------ Excerpt provided ------

In our analysis, we exclusively examined the aspect of physical accessibility to healthcare facilities. However, it is essential to acknowledge that healthcare accessibility encompasses various dimensions that extend beyond mere geographic proximity. According to ref. ⁴⁵, relevant dimensions of access are availability, affordability, and acceptability. Notably, the financial aspect plays a pivotal role, as the costs of treatment may vary significantly among different facilities, potentially influencing individuals to forego the closest option. Another crucial aspect is the social and cultural distance between the healthcare system and its users. Moreover, our analysis lacked granularity in terms of distinguishing between the specialized services offered by healthcare facilities, a crucial factor influencing healthcare-seeking behavior.

By focusing solely on walking, our study provides a conservative estimate of healthcare accessibility, which is particularly relevant in lower-income areas with limited transport options. However, this approach may underestimate actual access for those using other modes of transportation, especially over longer distances where walking is less practical.

This limitation highlights the need for future research to incorporate a broader range of transportation modes, offering a more accurate and comprehensive view of healthcare accessibility in urban areas with diverse transport infrastructures. Despite these limitations, our use of global and continental data products marks an important first step toward systematic inter-urban analyses with meaningful outcomes.

------

> [Problems to work on]:
a - Translate the sentence "Another crucial aspect is the social and cultural distance between the healthcare system and its users." from the passage on healthcare accessibility into Spanish.
b - Output the part of the passage on healthcare accessibility from the words "By focusing solely" up to and including the words "is less practical.", without any changes.

------ Given data ------

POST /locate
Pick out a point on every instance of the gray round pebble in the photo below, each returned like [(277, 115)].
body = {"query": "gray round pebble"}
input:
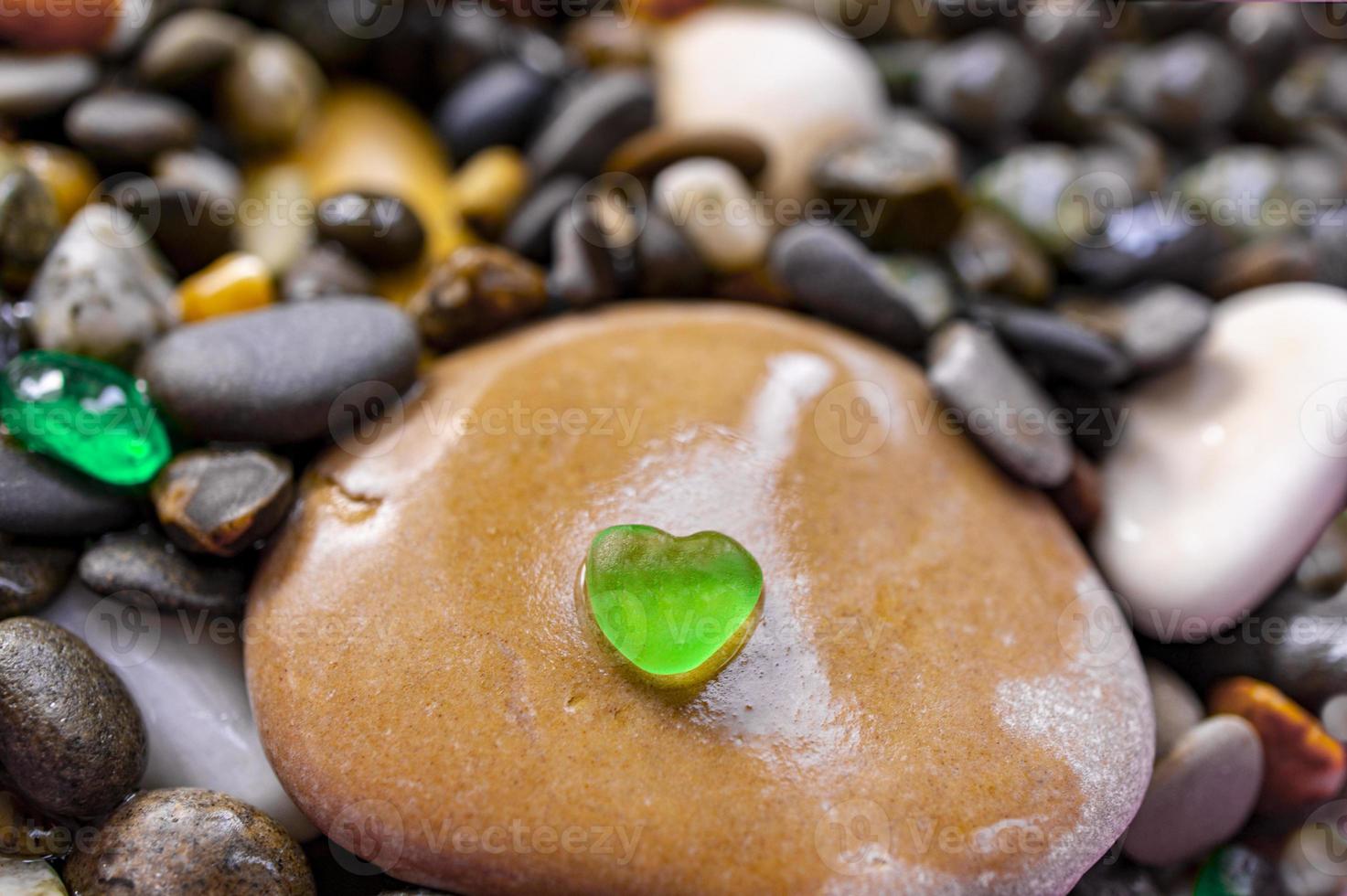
[(70, 736), (273, 375)]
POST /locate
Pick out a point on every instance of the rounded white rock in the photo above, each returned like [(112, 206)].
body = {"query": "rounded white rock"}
[(1230, 466)]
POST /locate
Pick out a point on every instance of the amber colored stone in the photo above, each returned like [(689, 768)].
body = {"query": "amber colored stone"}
[(69, 176), (235, 282), (490, 187), (59, 25), (1303, 763)]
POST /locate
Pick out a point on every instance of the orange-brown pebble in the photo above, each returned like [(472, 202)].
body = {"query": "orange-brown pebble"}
[(68, 176), (1303, 764), (59, 25), (235, 282)]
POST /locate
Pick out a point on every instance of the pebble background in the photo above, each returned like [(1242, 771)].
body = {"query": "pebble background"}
[(273, 218)]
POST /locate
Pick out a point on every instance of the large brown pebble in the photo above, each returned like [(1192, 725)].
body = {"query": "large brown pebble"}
[(70, 736), (221, 501), (167, 842)]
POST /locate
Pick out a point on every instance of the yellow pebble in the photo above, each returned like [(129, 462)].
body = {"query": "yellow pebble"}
[(235, 282), (490, 185), (68, 176)]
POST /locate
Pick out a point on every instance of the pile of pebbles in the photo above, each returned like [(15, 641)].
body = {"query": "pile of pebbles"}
[(1113, 236)]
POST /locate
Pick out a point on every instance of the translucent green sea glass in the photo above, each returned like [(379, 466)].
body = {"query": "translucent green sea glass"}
[(84, 412), (669, 603)]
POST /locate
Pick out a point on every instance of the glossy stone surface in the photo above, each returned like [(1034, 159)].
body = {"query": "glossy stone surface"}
[(85, 412), (187, 678), (1232, 465), (506, 709), (669, 603), (777, 76)]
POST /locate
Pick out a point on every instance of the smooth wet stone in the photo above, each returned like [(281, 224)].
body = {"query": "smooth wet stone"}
[(908, 174), (982, 85), (583, 270), (190, 841), (1201, 794), (187, 677), (188, 46), (1156, 325), (475, 293), (28, 222), (993, 255), (128, 128), (651, 151), (1250, 421), (1032, 722), (1303, 764), (380, 230), (273, 375), (30, 879), (830, 272), (219, 501), (1187, 87), (84, 412), (71, 739), (40, 496), (714, 208), (1001, 407), (498, 104), (489, 187), (777, 76), (33, 85), (102, 292), (587, 122), (529, 229), (271, 91), (144, 569), (668, 263), (30, 576), (325, 271), (1178, 708), (1056, 344)]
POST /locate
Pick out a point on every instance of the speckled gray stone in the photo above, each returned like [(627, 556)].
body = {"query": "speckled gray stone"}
[(39, 496), (273, 375), (70, 736), (167, 842)]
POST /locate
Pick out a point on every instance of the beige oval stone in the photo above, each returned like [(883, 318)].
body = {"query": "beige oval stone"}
[(922, 708), (777, 76)]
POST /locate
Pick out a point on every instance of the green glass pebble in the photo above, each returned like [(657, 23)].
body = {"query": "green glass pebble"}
[(84, 412), (669, 603)]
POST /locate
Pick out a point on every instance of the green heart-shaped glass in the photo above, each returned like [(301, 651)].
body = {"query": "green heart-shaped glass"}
[(669, 603)]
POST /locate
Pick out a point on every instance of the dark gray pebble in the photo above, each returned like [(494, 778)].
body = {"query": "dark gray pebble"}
[(1156, 325), (379, 229), (326, 271), (1001, 407), (221, 501), (39, 496), (143, 569), (500, 104), (34, 84), (831, 273), (166, 842), (273, 375), (70, 736), (1056, 344), (30, 576), (131, 128), (589, 122)]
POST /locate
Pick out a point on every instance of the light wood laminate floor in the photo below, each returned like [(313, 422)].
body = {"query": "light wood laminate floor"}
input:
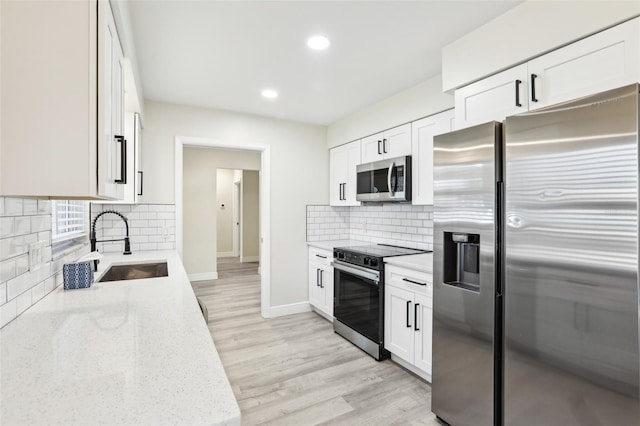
[(295, 370)]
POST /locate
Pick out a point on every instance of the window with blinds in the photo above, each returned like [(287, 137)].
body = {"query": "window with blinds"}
[(70, 220)]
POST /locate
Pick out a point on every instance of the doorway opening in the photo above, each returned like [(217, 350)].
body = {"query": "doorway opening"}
[(197, 209)]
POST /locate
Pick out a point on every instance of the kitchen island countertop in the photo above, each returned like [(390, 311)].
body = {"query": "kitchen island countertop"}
[(121, 352)]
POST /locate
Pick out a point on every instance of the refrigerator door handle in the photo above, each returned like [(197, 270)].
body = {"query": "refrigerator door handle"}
[(533, 87)]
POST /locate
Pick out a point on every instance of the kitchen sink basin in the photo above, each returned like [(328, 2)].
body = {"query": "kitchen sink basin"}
[(135, 271)]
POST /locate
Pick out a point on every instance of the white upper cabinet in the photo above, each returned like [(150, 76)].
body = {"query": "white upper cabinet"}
[(423, 132), (372, 148), (493, 98), (603, 61), (62, 103), (343, 161), (391, 143)]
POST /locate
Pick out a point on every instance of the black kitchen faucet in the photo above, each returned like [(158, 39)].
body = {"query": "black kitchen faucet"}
[(92, 235)]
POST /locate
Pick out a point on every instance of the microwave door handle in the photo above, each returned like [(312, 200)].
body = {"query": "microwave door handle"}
[(391, 167)]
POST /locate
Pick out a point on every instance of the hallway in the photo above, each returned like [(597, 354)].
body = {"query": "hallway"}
[(295, 370)]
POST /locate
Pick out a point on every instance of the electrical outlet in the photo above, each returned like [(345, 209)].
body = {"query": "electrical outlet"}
[(36, 255)]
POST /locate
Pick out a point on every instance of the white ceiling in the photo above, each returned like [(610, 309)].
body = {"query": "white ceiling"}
[(222, 54)]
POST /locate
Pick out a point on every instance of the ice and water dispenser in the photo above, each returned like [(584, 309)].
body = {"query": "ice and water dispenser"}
[(462, 260)]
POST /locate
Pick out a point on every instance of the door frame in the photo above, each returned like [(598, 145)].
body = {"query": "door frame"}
[(265, 204), (237, 219)]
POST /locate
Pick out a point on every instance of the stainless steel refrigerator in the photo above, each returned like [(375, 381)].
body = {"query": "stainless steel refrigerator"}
[(536, 267)]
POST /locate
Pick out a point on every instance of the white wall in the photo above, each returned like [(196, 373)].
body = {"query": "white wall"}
[(224, 221), (250, 214), (299, 176), (417, 102), (200, 206), (527, 30)]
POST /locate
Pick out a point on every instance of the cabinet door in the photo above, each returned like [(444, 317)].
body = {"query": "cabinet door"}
[(396, 142), (423, 310), (423, 132), (326, 284), (601, 62), (139, 176), (398, 322), (316, 295), (372, 148), (353, 159), (109, 102), (338, 161), (493, 98)]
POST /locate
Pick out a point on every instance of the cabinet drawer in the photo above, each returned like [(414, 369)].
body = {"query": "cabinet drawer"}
[(324, 257), (410, 280)]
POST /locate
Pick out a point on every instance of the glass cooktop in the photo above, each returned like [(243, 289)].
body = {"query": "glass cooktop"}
[(381, 250)]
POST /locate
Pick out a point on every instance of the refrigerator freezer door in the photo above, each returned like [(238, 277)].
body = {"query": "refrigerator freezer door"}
[(464, 245), (571, 263)]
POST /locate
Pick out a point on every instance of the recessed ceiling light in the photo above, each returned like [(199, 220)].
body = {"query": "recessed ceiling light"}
[(318, 42), (269, 93)]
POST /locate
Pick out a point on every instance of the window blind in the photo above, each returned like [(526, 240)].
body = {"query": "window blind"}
[(69, 220)]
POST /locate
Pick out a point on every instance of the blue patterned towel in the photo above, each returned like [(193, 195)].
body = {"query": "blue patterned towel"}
[(77, 275)]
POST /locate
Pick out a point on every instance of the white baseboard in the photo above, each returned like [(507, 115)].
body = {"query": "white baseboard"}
[(290, 309), (322, 313), (204, 276), (412, 368), (226, 254)]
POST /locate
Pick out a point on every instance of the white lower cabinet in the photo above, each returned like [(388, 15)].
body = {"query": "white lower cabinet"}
[(321, 281), (408, 311)]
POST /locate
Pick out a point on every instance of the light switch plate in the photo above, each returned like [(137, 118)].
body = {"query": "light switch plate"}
[(36, 254)]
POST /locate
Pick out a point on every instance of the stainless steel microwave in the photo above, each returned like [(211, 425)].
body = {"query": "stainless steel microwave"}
[(385, 180)]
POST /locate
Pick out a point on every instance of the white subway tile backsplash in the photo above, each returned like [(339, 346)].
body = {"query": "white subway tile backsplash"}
[(6, 226), (150, 225), (12, 207), (7, 312), (23, 222), (397, 224)]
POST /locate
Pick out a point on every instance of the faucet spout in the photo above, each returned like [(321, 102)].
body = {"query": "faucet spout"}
[(92, 234)]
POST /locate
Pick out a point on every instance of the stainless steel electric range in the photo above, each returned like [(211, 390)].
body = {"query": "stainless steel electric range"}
[(358, 301)]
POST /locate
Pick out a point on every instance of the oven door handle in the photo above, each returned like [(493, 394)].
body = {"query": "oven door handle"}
[(358, 271)]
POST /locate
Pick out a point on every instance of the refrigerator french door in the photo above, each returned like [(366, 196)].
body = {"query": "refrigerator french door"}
[(466, 172), (571, 263)]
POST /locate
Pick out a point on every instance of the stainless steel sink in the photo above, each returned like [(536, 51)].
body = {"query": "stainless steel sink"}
[(135, 272)]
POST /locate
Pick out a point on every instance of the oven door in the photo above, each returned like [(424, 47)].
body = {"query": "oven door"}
[(358, 299)]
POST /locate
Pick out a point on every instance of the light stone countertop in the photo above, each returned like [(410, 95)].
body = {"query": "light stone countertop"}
[(123, 352), (418, 262)]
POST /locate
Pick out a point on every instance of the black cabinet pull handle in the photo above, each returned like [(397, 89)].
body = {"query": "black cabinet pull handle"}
[(123, 159), (408, 309), (141, 181), (413, 282)]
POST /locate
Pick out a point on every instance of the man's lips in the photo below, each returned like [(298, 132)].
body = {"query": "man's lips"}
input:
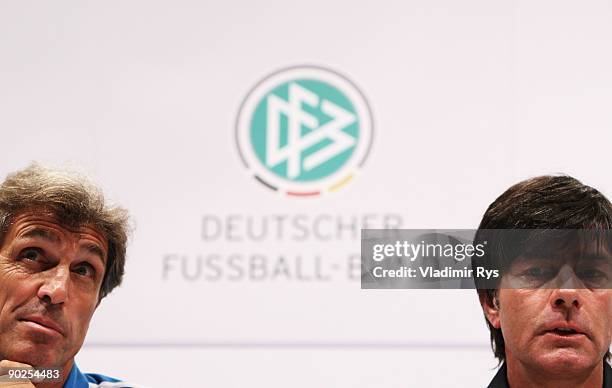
[(564, 329), (44, 322)]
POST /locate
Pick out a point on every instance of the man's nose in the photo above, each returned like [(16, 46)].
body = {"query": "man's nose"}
[(54, 290), (567, 294)]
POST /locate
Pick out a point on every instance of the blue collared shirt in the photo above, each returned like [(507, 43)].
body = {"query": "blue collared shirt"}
[(78, 379)]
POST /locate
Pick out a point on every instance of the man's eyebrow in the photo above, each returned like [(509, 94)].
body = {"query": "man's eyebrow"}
[(95, 249), (41, 233), (597, 256)]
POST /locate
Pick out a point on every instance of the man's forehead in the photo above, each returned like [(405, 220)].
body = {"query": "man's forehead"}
[(48, 226)]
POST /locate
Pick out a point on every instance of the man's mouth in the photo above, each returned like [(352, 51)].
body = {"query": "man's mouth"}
[(43, 324), (565, 330)]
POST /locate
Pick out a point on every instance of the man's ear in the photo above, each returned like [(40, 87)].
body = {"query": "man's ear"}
[(490, 306)]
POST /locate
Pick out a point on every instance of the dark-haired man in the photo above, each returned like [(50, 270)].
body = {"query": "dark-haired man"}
[(550, 335), (62, 249)]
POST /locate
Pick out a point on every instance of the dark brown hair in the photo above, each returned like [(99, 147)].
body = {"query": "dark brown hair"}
[(545, 202), (74, 201)]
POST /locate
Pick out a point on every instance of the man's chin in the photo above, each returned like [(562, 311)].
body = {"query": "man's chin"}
[(564, 361), (36, 356)]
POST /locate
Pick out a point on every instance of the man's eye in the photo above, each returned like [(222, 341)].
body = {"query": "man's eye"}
[(539, 272), (31, 254), (85, 269)]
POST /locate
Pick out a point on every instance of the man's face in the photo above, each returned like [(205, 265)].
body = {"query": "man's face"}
[(557, 330), (50, 278)]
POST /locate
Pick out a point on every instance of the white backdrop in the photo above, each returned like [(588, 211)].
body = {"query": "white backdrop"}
[(467, 97)]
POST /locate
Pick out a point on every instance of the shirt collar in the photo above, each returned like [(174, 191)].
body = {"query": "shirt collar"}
[(76, 379)]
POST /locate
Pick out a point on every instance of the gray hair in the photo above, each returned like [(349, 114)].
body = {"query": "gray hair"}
[(74, 201)]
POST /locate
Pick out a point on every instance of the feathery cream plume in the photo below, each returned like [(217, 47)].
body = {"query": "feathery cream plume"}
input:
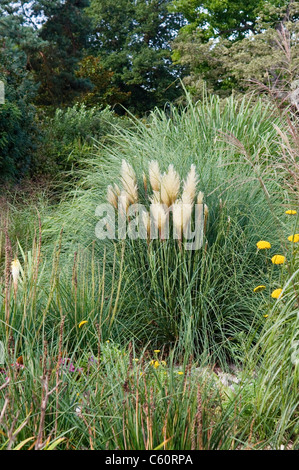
[(200, 197), (123, 201), (129, 181), (181, 214), (146, 222), (144, 182), (15, 271), (190, 184), (170, 186), (156, 198), (154, 175), (159, 215), (111, 196)]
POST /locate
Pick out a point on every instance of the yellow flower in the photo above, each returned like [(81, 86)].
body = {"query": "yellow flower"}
[(278, 259), (276, 293), (263, 245), (294, 238), (259, 288), (291, 212)]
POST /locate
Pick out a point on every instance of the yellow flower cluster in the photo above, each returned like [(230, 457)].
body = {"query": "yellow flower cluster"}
[(263, 245)]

------

> [Solutions in order]:
a - Otro aspecto crucial es la distancia social y cultural entre el sistema de salud y sus usuarios.

b -
By focusing solely on walking, our study provides a conservative estimate of healthcare accessibility, which is particularly relevant in lower-income areas with limited transport options. However, this approach may underestimate actual access for those using other modes of transportation, especially over longer distances where walking is less practical.